▶ _WHAT IS ASKED_
Transcribe every line below verbatim, preserving its order, wording, and punctuation.
== == ==
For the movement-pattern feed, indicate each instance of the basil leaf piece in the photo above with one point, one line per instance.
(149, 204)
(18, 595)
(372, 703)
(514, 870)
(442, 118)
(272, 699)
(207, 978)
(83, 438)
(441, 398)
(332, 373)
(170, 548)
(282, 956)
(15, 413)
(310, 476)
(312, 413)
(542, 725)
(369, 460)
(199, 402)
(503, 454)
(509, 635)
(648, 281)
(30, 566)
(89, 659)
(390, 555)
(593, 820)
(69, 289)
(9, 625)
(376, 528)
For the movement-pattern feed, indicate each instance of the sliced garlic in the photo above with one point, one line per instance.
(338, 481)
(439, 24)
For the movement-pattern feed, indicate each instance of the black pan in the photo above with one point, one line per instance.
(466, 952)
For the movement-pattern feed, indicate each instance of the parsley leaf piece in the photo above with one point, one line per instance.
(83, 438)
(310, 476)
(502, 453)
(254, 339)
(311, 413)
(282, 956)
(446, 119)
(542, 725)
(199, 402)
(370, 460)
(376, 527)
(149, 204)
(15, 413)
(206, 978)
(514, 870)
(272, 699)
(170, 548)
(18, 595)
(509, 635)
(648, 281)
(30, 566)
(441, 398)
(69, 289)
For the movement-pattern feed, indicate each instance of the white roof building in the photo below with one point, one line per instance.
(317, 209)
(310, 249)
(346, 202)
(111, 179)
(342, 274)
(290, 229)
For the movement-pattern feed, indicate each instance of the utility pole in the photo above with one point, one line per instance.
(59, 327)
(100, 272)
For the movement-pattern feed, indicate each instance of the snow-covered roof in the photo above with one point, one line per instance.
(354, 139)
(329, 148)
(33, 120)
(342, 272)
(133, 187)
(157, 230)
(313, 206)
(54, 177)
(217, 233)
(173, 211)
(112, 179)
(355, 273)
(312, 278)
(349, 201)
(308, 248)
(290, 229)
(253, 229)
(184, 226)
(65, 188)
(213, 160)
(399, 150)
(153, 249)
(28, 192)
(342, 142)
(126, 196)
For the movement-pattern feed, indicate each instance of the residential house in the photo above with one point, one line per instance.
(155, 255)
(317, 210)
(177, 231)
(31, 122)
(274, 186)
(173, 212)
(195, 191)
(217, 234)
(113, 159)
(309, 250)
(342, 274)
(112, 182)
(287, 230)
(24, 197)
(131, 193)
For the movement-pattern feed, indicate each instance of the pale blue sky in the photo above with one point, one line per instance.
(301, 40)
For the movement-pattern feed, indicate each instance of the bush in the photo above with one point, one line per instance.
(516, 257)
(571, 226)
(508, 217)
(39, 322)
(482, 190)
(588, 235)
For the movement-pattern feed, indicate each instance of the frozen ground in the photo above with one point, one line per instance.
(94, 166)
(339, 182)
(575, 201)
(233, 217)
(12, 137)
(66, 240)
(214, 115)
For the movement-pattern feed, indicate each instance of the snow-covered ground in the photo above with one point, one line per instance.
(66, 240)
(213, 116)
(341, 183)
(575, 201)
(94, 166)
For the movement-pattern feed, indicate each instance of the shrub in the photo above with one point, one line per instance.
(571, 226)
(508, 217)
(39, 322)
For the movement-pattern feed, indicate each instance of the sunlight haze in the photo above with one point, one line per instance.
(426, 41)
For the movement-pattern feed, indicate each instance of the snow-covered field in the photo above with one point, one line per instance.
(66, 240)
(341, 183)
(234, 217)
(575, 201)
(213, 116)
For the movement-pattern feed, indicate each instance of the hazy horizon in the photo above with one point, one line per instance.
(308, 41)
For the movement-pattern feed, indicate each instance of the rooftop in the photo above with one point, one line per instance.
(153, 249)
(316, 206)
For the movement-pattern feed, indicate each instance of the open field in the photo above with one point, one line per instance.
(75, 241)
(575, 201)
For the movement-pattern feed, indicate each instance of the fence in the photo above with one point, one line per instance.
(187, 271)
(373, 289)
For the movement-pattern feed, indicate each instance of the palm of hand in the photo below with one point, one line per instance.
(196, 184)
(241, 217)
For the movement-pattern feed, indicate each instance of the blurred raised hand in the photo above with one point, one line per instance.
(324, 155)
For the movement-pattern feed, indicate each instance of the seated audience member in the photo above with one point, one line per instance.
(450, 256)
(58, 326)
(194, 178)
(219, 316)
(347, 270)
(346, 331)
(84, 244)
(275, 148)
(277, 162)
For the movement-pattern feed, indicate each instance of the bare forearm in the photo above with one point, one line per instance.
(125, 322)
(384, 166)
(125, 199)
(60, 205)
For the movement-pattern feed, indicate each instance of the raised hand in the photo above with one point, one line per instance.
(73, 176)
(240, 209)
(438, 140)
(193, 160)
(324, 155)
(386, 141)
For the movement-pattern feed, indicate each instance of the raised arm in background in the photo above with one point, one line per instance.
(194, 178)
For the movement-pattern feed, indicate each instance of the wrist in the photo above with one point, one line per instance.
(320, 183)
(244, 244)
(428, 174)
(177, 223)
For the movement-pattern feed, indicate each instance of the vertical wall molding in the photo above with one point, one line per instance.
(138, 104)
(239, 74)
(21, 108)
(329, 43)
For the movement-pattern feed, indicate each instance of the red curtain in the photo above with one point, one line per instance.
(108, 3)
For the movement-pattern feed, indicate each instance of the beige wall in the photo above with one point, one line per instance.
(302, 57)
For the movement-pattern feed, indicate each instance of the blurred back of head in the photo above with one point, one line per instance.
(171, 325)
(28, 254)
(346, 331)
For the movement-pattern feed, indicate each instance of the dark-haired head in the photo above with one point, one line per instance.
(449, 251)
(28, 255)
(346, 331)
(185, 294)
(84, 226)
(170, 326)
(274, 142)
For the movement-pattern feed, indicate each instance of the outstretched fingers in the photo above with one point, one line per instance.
== == ==
▶ _FINAL RESULT_
For the movement-pattern feed, indicate each instance of the basil leaf piece in the photo above with one point, one line per instance.
(149, 204)
(18, 595)
(372, 703)
(514, 870)
(442, 118)
(272, 699)
(207, 978)
(83, 438)
(441, 398)
(332, 373)
(170, 548)
(282, 956)
(15, 413)
(310, 476)
(312, 413)
(542, 725)
(369, 460)
(199, 402)
(503, 454)
(509, 635)
(648, 281)
(30, 566)
(89, 659)
(390, 555)
(593, 820)
(69, 289)
(9, 625)
(376, 528)
For the movement-pattern feed, indicate each instance of the sliced garlic in the photo above with one point, one line per instance.
(338, 481)
(439, 24)
For the movement-pattern feed, indicate each instance of the black pan in the photo above with one point, one line per instance.
(466, 952)
For the movement-pattern feed, indicate each instance of the parsley leaf piece in the photo above with one point, one line per instance.
(83, 438)
(310, 476)
(502, 453)
(254, 339)
(311, 413)
(282, 956)
(446, 119)
(542, 725)
(199, 402)
(370, 460)
(376, 527)
(149, 204)
(15, 413)
(206, 978)
(514, 870)
(272, 699)
(170, 548)
(18, 595)
(509, 635)
(648, 281)
(30, 566)
(441, 398)
(69, 289)
For the movement-pattern feed, indicate each instance of the white roof building in the photo below with one point, one line per instance.
(317, 209)
(310, 249)
(346, 202)
(111, 179)
(342, 274)
(290, 229)
For the movement-pattern feed, indicate each instance of the utility pole in the photo above with one point, one line per instance.
(59, 327)
(100, 272)
For the movement-pattern feed, indicate each instance of the snow-covered roof in the photo above with one point, one line per instance.
(354, 139)
(329, 148)
(33, 120)
(342, 272)
(133, 187)
(157, 230)
(313, 206)
(54, 177)
(217, 233)
(173, 211)
(112, 179)
(355, 273)
(312, 278)
(349, 201)
(308, 248)
(290, 229)
(253, 229)
(184, 226)
(65, 188)
(213, 160)
(399, 150)
(153, 249)
(28, 192)
(342, 142)
(126, 196)
For the movement-pattern feed, indicate each instance of the residential house in the photo above with one point, one line per instance.
(155, 255)
(317, 210)
(177, 231)
(31, 122)
(274, 186)
(173, 212)
(195, 191)
(217, 234)
(113, 159)
(309, 250)
(342, 274)
(112, 182)
(287, 230)
(24, 197)
(131, 193)
For the movement-pattern feed, indicate each instance of the pale blue sky in the photo above with one point, one line per instance.
(301, 40)
For the movement-pattern feed, indicate each instance of the bush in the photo above with one point, one line per instance.
(516, 257)
(571, 226)
(508, 217)
(39, 322)
(482, 190)
(588, 235)
For the movement-pattern feed, indicate each instance of the frozen ground in the photo above with one point, one line per instance.
(94, 166)
(339, 182)
(575, 201)
(233, 217)
(12, 137)
(66, 240)
(214, 115)
For the movement-pattern feed, indicate each instance of the snow-covered ground in the photo above with one point, one line per instance.
(66, 240)
(213, 116)
(341, 183)
(575, 201)
(94, 166)
For the movement-pattern feed, indicate each instance of the shrub in the photo above with one point, one line per instance.
(571, 226)
(508, 217)
(39, 322)
For the movement-pattern feed, indicate each instance of the sunlight haze in the photo above with one point, one line per instance.
(426, 41)
For the movement-pattern feed, indicate each instance of the snow-covered field in the photo above with one point, one line per instance.
(66, 240)
(341, 183)
(234, 217)
(575, 201)
(213, 116)
For the movement-pattern feed, indicate each instance of the hazy horizon in the photo above with one point, one line per instance.
(308, 41)
For the movement-pattern feed, indicate each instance of the rooftop in the photo above with one point, one line per instance.
(153, 249)
(316, 206)
For the movement-pattern feed, indicate each instance of the open field in the photo above with one point, one line per instance.
(75, 241)
(575, 201)
For the movement-pattern feed, indicate each instance of the fence in the photo above with one point, one line per instance.
(187, 271)
(373, 289)
For the movement-pattern feed, indicate each instance of the palm of hand in the photo below with one point, one line per instance.
(196, 184)
(241, 217)
For the movement-pattern feed, indicate each instance of the blurred raised hand in the photo above with one point, one line per instance.
(324, 155)
For the movement-pattern feed, indicate each instance of the seated audience member in the photo above with one point, one line per instance.
(450, 256)
(58, 326)
(194, 178)
(219, 316)
(347, 270)
(346, 331)
(84, 244)
(275, 148)
(277, 162)
For the movement-pattern feed, indicate each instance of the bare forearm in the photo above with one point, one line per instance.
(125, 322)
(384, 166)
(125, 199)
(60, 205)
For the movement-pattern feed, indicate each instance of the raised hand in the photo above with one point, one line per instance.
(73, 176)
(240, 209)
(438, 140)
(193, 160)
(324, 155)
(386, 141)
For the movement-pattern feed, indicate each instance of the raised arm in background in the photo above with one point, one line per instance.
(194, 178)
For the movement-pattern feed, indicate each instance of the wrist in the photo above with one point, one line per instance.
(320, 183)
(244, 244)
(428, 174)
(177, 223)
For the movement-pattern feed, indicate each instance of the vertical wall molding in the photo above with one point, one line per instance.
(138, 104)
(239, 74)
(21, 108)
(329, 43)
For the movement-pattern feed, indicate each instance of the red curtain in the photo above with one point, one line per instance.
(108, 3)
For the movement-pattern feed, indicate each instance of the beige wall in the photo above with one point, one line per instance.
(302, 57)
For the movement-pattern feed, indicate each instance of the blurred back of head in the photo above with one point, one line per instance.
(171, 325)
(28, 254)
(346, 331)
For the movement-pattern feed, indicate each instance of the dark-haired head in the photo above with one point, one line per instance.
(449, 251)
(28, 255)
(346, 331)
(185, 294)
(84, 226)
(170, 326)
(274, 142)
For the movement-pattern feed, indicate each instance of the outstretched fingers in the photo above with one point, one line per instance.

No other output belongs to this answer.